▶ [Qué trabajar] Repite, sin cambiar nada, el fragmento del texto sobre el tamaño del Estado que empieza en las palabras "Fácil o difícil, la" y llega hasta "la misma respuesta.", incluidas.
*** Texto ***
Los candidatos y precandidatos pusieron el grito en el cielo, como era de esperar, aunque sólo Gonzalo Winter, del Frente Amplio, identificó correctamente lo que debería suceder: que se abra una discusión sobre el tamaño del Estado. Winter anticipó su propio juicio, agregando que esto podría promover la “solución fácil” de reducir el Estado. No es lo mismo el uso fraudulento de licencias que la cantidad de funcionarios que trabaja en el Estado, pero Winter tiene razón cuando intuye que esa masiva deshonestidad es un pasadizo entre ambas cosas.

Fácil o difícil, la cuestión del tamaño del Estado tendría que ser uno de los temas sustantivos de la discusión presidencial cuando la economía presenta las deprimentes perspectivas que ofrece hoy y proyecta para todo el resto de la década. Pero es probable que se lo apropie la derecha, porque la izquierda no se ha liberado de su atávica inclinación a sustituir la actividad privada por el enfoque imaginariamente colectivo que representa el Estado. Es un automatismo extraño en una izquierda que hace sólo una generación vivió la experiencia del Estado como agresor. Pero así es la psicología política: extraña. Prevalece en ella la “falsa conciencia”, según el nombre que Marx le daba a la ideología. La “falsa conciencia” elimina la reflexión y la evidencia; desenfunda siempre la misma respuesta.

El de Chile es el peor de los mundos: el Estado ni siquiera sabe con exactitud cuántos empleados tiene. Según las “estimaciones” de la Dipres de junio del 2024, había entonces unos 844 mil funcionarios públicos; a la misma fecha, el INE calculaba un millón 214 mil. Una diferencia de 370 mil. El ministro Marcel desestimó esta discrepancia, centrándose sólo en los empleados del gobierno central, más cerca de la primera cifra. Pero lo que se paga con los impuestos de todo el país son los de la segunda, y ese galope es una de las explicaciones para el rastrojeo de más recaudación por Impuestos Internos, frenética como pocas veces se había visto.

El gobierno actual es responsable de haber creado a lo menos 100 mil de estos empleos. Sin esa cifra, habría tenido un desempleo cercano a los dos dígitos y no al 8,5% que tuvo hasta el año pasado. La mala noticia es que, a pesar del esfuerzo fiscal que representan todos esos salarios, el desempleo se ha vuelto a empinar al 8,8%, con cierta presión al alza, que será la probable herencia para el próximo gobierno.
*** Extracto de datos ***
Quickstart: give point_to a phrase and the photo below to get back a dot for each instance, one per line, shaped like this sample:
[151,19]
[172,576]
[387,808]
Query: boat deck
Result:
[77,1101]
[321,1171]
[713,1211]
***
▶ [Resultado del ejercicio]
Fácil o difícil, la cuestión del tamaño del Estado tendría que ser uno de los temas sustantivos de la discusión presidencial cuando la economía presenta las deprimentes perspectivas que ofrece hoy y proyecta para todo el resto de la década. Pero es probable que se lo apropie la derecha, porque la izquierda no se ha liberado de su atávica inclinación a sustituir la actividad privada por el enfoque imaginariamente colectivo que representa el Estado. Es un automatismo extraño en una izquierda que hace sólo una generación vivió la experiencia del Estado como agresor. Pero así es la psicología política: extraña. Prevalece en ella la “falsa conciencia”, según el nombre que Marx le daba a la ideología. La “falsa conciencia” elimina la reflexión y la evidencia; desenfunda siempre la misma respuesta.